Problem details → Starting at the line that contains "Reviewer note: confirm that every instance of the bus grille", print every remaining line of the entries, unchanged, and output nothing more.

Records to use →

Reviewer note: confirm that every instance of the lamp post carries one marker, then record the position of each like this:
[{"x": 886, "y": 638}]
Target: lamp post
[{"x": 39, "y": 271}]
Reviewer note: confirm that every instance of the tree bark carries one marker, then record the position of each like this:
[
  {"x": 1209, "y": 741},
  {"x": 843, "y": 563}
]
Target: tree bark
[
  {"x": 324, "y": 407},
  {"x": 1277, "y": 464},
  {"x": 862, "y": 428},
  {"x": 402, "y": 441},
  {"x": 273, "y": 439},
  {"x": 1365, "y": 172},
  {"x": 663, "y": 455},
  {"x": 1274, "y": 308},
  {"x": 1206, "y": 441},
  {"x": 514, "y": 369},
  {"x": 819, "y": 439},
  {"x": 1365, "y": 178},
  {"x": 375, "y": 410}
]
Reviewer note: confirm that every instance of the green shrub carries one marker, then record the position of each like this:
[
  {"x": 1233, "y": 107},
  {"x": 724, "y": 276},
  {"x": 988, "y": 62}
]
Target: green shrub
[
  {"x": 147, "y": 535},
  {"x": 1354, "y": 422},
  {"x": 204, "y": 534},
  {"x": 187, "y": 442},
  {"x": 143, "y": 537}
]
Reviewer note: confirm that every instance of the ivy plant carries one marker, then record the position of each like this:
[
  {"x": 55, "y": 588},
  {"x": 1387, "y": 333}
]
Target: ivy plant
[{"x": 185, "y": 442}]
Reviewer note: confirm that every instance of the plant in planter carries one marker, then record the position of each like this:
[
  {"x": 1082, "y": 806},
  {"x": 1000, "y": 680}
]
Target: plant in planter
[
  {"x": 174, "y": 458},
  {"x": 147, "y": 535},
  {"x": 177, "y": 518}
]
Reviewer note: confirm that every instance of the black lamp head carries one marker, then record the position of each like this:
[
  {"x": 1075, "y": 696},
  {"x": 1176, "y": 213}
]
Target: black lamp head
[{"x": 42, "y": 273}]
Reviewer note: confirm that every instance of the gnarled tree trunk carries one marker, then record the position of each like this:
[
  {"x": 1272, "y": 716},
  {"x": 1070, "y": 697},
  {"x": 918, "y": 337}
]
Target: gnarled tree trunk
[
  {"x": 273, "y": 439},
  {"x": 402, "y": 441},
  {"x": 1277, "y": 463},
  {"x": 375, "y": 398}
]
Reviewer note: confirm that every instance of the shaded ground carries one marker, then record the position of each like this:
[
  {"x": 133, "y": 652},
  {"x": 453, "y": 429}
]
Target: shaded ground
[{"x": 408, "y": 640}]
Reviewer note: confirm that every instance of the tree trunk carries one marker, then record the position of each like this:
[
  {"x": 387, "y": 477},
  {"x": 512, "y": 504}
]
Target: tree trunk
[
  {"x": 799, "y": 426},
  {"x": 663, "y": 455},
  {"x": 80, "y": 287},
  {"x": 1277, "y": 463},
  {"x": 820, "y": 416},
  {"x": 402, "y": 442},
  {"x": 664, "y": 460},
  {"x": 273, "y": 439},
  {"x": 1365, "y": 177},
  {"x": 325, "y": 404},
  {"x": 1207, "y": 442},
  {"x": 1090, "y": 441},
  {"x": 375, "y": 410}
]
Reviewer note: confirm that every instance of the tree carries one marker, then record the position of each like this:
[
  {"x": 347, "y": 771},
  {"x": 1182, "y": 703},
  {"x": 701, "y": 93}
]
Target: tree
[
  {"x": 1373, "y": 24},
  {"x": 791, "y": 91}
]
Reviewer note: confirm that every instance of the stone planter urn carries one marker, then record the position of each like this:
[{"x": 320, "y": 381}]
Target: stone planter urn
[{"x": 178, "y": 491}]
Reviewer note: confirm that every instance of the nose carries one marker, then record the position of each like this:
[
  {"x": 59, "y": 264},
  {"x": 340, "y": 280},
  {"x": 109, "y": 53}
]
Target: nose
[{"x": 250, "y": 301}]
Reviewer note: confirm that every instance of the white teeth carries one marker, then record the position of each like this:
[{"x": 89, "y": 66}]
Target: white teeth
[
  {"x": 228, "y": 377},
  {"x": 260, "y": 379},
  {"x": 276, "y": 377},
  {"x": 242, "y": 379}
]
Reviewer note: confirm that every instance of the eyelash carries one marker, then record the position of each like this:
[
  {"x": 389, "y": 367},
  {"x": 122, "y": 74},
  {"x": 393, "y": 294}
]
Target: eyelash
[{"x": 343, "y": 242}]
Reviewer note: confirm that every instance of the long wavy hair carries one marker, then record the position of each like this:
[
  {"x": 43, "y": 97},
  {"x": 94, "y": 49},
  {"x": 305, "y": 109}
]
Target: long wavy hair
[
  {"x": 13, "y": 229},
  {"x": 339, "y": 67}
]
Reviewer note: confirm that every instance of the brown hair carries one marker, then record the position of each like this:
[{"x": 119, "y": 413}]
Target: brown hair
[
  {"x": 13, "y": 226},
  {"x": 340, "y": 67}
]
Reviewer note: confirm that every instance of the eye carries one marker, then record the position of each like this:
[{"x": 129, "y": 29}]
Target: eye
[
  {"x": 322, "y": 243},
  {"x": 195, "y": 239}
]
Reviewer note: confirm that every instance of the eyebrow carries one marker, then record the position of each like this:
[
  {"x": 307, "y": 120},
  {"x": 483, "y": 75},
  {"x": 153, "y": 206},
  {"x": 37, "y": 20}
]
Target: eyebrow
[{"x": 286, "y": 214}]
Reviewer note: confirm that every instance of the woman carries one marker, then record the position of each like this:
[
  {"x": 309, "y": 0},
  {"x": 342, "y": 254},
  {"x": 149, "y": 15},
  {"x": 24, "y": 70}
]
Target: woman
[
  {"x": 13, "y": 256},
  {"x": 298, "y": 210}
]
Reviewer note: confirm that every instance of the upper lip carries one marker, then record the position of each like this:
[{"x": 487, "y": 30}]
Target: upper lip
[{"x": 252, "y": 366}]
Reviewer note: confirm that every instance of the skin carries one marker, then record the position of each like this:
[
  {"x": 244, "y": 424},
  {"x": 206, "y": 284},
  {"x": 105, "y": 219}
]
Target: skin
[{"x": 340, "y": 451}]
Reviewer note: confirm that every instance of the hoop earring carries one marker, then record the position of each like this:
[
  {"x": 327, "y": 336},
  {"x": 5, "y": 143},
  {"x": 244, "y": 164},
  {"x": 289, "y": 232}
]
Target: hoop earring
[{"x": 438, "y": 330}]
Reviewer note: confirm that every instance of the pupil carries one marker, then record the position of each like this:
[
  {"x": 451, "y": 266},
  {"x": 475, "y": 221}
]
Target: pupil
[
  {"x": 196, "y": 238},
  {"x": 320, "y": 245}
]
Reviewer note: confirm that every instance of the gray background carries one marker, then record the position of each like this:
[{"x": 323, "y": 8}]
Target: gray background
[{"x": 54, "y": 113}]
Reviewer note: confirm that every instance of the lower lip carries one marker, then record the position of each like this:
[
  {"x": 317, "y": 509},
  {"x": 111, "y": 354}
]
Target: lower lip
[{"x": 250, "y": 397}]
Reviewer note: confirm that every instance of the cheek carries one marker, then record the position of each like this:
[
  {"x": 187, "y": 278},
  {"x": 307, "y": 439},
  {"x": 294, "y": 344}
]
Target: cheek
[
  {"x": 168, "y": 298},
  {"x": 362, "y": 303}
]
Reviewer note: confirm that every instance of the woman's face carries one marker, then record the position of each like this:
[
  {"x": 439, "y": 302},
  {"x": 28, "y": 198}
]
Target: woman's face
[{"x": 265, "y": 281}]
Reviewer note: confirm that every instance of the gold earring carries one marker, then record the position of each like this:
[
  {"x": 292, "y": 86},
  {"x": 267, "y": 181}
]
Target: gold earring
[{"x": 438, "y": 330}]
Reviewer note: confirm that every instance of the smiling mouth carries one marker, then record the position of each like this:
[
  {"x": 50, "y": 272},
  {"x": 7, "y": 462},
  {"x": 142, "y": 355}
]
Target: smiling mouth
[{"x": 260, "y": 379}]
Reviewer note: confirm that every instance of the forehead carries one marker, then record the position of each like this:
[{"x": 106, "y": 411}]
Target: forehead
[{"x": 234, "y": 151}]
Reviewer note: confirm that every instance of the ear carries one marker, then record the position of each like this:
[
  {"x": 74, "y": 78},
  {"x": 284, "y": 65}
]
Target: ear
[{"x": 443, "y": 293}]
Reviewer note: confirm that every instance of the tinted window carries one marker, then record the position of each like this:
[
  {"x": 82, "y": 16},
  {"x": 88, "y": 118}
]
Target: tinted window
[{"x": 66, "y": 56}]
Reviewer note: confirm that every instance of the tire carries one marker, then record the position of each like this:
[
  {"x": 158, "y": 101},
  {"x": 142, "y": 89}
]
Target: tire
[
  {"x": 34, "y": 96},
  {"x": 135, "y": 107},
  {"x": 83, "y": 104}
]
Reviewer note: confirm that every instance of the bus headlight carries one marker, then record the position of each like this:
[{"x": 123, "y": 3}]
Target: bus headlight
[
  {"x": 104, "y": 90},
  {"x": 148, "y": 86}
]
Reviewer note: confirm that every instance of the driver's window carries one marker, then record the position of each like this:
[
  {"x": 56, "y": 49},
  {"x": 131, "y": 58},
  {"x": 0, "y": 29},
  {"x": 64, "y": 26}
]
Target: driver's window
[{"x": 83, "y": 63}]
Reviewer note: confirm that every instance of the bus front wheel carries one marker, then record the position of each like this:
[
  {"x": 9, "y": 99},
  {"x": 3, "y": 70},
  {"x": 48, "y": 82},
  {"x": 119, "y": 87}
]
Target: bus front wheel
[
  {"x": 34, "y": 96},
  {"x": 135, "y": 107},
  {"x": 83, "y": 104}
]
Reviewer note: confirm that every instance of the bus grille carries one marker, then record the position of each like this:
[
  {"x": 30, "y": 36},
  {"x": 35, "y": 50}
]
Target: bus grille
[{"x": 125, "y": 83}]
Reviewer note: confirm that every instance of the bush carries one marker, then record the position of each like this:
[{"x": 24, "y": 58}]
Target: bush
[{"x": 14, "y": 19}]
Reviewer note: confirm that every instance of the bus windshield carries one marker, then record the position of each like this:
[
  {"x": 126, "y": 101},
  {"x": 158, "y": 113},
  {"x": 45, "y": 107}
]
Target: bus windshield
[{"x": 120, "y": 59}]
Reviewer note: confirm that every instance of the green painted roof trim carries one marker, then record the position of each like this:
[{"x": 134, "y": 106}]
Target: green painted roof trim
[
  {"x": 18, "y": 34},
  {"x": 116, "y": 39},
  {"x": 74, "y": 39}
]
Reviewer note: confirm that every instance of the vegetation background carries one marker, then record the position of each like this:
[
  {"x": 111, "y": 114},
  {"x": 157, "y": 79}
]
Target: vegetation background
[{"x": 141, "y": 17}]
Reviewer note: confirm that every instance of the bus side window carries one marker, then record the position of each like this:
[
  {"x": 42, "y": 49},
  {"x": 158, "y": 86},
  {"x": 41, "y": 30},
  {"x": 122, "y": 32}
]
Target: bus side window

Exercise result →
Reviewer note: confirm that every instance of the bus grille carries one marker, then record the position of each like this:
[
  {"x": 30, "y": 36},
  {"x": 35, "y": 50}
]
Target: bus grille
[{"x": 125, "y": 83}]
Reviewer note: confirm that every instance of the bush carries one marker, then record the position of each like this:
[{"x": 24, "y": 58}]
Target: bush
[{"x": 14, "y": 19}]
Reviewer note: confirm that every instance of the bus windshield carries one marker, then record the position of each like this:
[
  {"x": 126, "y": 101},
  {"x": 158, "y": 113},
  {"x": 45, "y": 107}
]
Target: bus windshield
[{"x": 120, "y": 59}]
Reviewer note: confirm that every instance of the green painted roof trim carries one marker, then record the position of each like this:
[{"x": 134, "y": 106}]
Target: green painted roof trim
[
  {"x": 18, "y": 34},
  {"x": 116, "y": 39},
  {"x": 74, "y": 39}
]
Reviewer note: confirm that every instance of the vegetation background carries one marker, then record the position of each like this:
[
  {"x": 111, "y": 114},
  {"x": 157, "y": 79}
]
Target: vegetation background
[{"x": 141, "y": 17}]
Reviewer note: confirm that every instance of the bus side window carries one marker, then record the position of each like this:
[
  {"x": 42, "y": 49},
  {"x": 158, "y": 86},
  {"x": 41, "y": 30},
  {"x": 122, "y": 32}
]
Target: bus side window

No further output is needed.